[OPE-L] Another May Day Protest

From: Paul Cooney (pcooney@GLOVESOFF.ORG)
Date: Thu Apr 27 2006 - 14:07:09 EDT


As befits a movement that has its origins in global restructuring, the
immigrant rights movement is quickly becoming a transnational social
movement.

Migrants' Boycott Plan Is Crossing the Border
By Héctor Tobar and Cecilia Sánchez, Times Staff Writers
LA Times, April 27, 2006

MEXICO CITY — It began as a series of e-mails bouncing around Mexico
and Central America, the kind of chain letter a lot of people think of
as a nuisance.

  "Send this message to as many people as possible!" read one sent by a
video-rental shop owner in San Salvador to more than 200 clients.
"Don't buy anything North American … No Dunkin' Donuts, McDonald's,
Burguer [sic] King, Starbucks, Sears, Crispy Cream [sic], Wal-Mart…. "

  Spreading now by word of mouth as well as through cyberspace, the
campaign calls for a 24-hour boycott Monday of American businesses in
Mexico and other Latin American countries. The idea is to show
solidarity with immigrant rights protests scheduled in several U.S.
cities that day.

• _EXERCISE REQUIREMENTS_
a: According to the May Day post, how long is the boycott of American businesses that the campaign calls for?
b: Translate this sentence from the May Day post into Spanish: "The idea is to show solidarity with immigrant rights protests scheduled in several U.S. cities that day."
c: Please transcribe the part of the May Day post starting with "Date: Thu Apr" and going on through "as a nuisance.".
The material after this point stands apart from the May Day post.

Data items:
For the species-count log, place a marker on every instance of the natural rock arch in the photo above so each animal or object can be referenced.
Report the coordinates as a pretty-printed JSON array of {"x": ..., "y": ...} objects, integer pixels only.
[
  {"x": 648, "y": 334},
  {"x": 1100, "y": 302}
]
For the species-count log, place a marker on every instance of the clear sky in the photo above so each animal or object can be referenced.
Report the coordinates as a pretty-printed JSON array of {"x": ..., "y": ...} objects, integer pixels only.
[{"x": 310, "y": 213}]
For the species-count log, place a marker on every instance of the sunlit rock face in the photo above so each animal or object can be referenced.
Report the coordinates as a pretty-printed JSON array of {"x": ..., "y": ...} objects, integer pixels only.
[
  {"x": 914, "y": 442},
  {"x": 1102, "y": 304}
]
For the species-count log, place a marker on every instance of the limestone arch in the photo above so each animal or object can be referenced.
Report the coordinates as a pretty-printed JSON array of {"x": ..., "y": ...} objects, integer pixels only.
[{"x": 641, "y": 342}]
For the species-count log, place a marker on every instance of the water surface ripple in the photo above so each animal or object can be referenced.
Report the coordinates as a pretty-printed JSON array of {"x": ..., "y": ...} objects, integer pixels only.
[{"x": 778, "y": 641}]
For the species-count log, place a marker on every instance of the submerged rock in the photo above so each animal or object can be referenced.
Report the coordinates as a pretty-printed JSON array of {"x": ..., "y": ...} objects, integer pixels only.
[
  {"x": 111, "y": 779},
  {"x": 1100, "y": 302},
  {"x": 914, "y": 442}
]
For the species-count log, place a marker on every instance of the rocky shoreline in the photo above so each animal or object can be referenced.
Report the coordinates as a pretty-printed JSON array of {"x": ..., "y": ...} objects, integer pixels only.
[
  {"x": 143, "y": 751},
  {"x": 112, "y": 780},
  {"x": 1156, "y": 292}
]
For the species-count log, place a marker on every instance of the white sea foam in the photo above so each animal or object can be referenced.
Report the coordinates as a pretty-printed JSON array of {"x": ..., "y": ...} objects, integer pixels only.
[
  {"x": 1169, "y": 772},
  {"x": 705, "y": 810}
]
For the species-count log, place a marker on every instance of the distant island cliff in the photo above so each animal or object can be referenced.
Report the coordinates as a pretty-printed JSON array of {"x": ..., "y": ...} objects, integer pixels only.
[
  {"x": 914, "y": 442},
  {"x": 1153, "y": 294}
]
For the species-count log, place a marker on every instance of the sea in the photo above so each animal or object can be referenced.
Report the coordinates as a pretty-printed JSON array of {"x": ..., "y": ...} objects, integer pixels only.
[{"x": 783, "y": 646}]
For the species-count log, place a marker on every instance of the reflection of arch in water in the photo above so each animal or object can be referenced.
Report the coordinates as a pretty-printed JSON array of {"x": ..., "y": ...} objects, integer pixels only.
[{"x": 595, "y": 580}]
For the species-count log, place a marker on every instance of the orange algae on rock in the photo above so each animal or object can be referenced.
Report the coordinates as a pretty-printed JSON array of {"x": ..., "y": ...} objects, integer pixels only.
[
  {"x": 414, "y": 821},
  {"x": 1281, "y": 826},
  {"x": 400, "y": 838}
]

• _ANSWERS PROVIDED_
a: 24 hours, on Monday.

b: La idea es mostrar solidaridad con las protestas por los derechos de los inmigrantes programadas en varias ciudades de Estados Unidos ese día.

c:
Date: Thu Apr 27 2006 - 14:07:09 EDT


As befits a movement that has its origins in global restructuring, the
immigrant rights movement is quickly becoming a transnational social
movement.

Migrants' Boycott Plan Is Crossing the Border
By Héctor Tobar and Cecilia Sánchez, Times Staff Writers
LA Times, April 27, 2006

MEXICO CITY — It began as a series of e-mails bouncing around Mexico
and Central America, the kind of chain letter a lot of people think of
as a nuisance.